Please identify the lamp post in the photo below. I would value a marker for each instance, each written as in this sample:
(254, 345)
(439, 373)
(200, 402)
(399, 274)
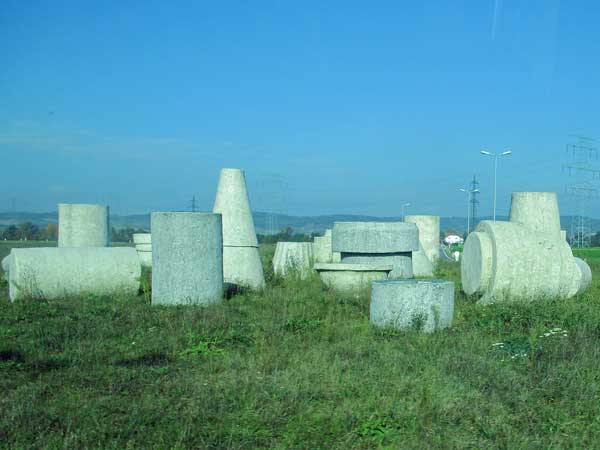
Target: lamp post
(469, 192)
(495, 156)
(404, 206)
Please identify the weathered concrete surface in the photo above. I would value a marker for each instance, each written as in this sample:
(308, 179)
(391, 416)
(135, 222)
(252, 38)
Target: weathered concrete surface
(429, 237)
(402, 263)
(375, 237)
(504, 261)
(243, 267)
(323, 252)
(81, 225)
(187, 258)
(53, 273)
(586, 275)
(537, 211)
(143, 245)
(293, 257)
(426, 305)
(351, 277)
(241, 260)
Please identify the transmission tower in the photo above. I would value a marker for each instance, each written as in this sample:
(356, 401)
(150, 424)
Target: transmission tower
(582, 155)
(474, 200)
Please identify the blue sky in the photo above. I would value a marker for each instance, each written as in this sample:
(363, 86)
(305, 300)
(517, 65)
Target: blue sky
(330, 107)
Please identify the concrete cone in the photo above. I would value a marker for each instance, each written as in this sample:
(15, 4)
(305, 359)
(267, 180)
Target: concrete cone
(241, 260)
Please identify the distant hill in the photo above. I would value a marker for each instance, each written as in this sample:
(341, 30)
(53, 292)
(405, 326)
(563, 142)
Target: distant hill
(264, 222)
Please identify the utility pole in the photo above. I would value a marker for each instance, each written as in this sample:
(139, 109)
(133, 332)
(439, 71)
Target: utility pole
(582, 154)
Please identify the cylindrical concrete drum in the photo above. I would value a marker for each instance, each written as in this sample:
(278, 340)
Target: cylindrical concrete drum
(81, 225)
(187, 258)
(53, 273)
(538, 211)
(422, 305)
(505, 260)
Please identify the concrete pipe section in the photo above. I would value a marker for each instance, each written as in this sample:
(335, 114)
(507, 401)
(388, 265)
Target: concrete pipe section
(81, 225)
(380, 243)
(524, 259)
(422, 305)
(241, 260)
(143, 246)
(351, 278)
(54, 273)
(187, 258)
(293, 257)
(425, 259)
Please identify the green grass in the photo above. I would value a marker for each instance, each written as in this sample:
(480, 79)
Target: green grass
(297, 366)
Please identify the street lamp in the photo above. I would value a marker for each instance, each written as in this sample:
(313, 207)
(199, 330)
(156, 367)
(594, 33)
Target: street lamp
(406, 205)
(495, 156)
(469, 192)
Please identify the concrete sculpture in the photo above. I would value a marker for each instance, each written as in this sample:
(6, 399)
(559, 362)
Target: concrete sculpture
(381, 243)
(187, 258)
(143, 245)
(81, 225)
(241, 260)
(346, 277)
(525, 257)
(323, 250)
(424, 305)
(425, 259)
(293, 257)
(53, 273)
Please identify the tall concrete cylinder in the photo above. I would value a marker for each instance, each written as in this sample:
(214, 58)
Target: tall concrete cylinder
(81, 225)
(429, 235)
(537, 211)
(53, 273)
(241, 260)
(187, 258)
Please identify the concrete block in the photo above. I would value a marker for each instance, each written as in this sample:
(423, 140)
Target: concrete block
(293, 257)
(187, 258)
(426, 305)
(351, 277)
(53, 273)
(241, 260)
(81, 225)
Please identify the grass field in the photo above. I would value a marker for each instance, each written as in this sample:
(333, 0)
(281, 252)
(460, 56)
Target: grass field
(298, 366)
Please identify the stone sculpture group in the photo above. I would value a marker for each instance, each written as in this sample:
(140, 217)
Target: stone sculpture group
(194, 255)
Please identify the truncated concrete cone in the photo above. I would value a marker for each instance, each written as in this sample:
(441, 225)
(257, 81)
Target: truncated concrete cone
(81, 225)
(241, 260)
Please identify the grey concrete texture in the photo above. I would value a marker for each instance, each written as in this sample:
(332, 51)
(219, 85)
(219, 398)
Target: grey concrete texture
(509, 261)
(537, 211)
(429, 237)
(351, 278)
(233, 204)
(375, 237)
(82, 225)
(423, 305)
(293, 257)
(402, 263)
(242, 267)
(187, 258)
(54, 273)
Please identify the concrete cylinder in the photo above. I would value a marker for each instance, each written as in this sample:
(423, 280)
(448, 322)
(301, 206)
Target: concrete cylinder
(53, 273)
(423, 305)
(187, 258)
(429, 235)
(241, 260)
(503, 260)
(293, 257)
(81, 225)
(537, 211)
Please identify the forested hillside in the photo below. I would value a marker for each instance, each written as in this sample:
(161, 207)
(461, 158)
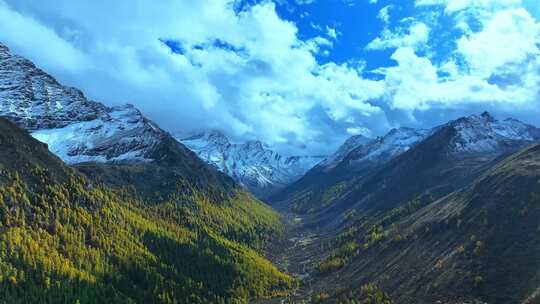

◆ **Task brief**: Find each line in the records above that contains the word "lamp" and copy those lines out in full.

◆ **Exercise answer**:
Please identify the lamp post in the photo below. I would value a marker for each instance, each written as in this sample:
Target: lamp post
Please identify the street lamp in the photo above. I would value a marker for each instance, each written as in this sample:
Target: street lamp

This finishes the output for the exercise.